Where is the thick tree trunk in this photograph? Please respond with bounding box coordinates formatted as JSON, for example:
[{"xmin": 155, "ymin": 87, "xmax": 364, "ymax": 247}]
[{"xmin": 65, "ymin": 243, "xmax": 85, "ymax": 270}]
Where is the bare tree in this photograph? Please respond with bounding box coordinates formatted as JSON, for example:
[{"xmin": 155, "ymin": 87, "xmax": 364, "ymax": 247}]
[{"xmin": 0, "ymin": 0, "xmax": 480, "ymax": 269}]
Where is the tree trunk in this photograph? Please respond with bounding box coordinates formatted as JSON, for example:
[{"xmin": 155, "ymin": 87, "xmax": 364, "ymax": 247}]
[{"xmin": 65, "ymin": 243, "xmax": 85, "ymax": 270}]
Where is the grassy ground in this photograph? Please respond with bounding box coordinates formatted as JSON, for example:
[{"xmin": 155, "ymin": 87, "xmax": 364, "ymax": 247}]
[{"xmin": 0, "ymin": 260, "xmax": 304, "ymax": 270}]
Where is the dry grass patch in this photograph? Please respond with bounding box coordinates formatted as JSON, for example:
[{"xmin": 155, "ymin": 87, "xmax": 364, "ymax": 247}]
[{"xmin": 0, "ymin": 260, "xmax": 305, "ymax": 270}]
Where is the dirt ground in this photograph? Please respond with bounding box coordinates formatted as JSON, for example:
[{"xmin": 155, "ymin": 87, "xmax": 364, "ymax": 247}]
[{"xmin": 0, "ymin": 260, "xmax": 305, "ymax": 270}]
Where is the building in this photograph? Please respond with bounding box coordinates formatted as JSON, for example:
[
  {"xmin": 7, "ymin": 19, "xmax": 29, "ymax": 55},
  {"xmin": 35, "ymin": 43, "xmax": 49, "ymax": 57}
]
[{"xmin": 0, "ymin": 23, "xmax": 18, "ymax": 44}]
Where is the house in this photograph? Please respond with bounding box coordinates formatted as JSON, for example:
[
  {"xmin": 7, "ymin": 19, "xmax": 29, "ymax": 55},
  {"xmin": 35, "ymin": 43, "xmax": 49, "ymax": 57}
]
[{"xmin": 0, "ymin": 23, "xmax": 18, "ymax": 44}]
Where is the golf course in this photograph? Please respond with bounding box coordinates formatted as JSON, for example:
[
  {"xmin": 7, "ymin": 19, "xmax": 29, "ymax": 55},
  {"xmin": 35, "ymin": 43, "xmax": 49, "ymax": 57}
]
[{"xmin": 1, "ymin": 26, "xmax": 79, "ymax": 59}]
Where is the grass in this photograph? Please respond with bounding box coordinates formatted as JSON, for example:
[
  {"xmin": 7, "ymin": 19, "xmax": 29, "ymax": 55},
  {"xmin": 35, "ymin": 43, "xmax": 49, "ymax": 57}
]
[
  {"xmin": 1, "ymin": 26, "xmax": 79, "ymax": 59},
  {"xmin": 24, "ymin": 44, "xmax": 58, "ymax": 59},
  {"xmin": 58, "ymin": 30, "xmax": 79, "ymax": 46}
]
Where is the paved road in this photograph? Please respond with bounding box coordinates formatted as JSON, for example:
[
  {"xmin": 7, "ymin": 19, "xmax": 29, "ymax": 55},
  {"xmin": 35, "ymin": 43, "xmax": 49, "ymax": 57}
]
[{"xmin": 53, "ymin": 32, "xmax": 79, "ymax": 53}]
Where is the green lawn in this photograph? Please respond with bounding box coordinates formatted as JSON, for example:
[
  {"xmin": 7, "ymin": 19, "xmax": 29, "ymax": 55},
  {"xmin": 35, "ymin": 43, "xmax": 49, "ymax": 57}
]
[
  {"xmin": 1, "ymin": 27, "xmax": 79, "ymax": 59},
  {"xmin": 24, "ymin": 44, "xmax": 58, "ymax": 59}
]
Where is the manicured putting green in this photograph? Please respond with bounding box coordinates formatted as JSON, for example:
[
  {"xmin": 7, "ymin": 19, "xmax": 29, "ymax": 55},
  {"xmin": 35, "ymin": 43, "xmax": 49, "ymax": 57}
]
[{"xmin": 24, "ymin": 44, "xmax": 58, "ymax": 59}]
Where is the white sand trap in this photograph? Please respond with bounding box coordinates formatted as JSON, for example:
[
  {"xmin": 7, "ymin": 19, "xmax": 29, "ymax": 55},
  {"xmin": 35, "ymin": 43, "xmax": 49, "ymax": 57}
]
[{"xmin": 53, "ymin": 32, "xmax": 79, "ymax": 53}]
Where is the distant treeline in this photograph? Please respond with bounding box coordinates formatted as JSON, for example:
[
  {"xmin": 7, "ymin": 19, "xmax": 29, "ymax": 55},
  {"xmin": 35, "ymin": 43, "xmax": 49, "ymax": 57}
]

--------------------

* _EXERCISE REQUIREMENTS_
Repeat word for word the lines running from the line containing "Where is the white" to the end of the entries above, inclusive.

* _RESPONSE FOR THIS EXERCISE_
Where is the white sand trap in this photograph? Please respond with bounding box coordinates formatted as JSON, for example:
[
  {"xmin": 7, "ymin": 19, "xmax": 29, "ymax": 55},
  {"xmin": 35, "ymin": 43, "xmax": 49, "ymax": 57}
]
[{"xmin": 53, "ymin": 32, "xmax": 79, "ymax": 53}]
Where is the distant treeline in this photograph? Please respond with bounding box coordinates formatted as JSON, for example:
[
  {"xmin": 7, "ymin": 19, "xmax": 29, "ymax": 55},
  {"xmin": 35, "ymin": 43, "xmax": 49, "ymax": 57}
]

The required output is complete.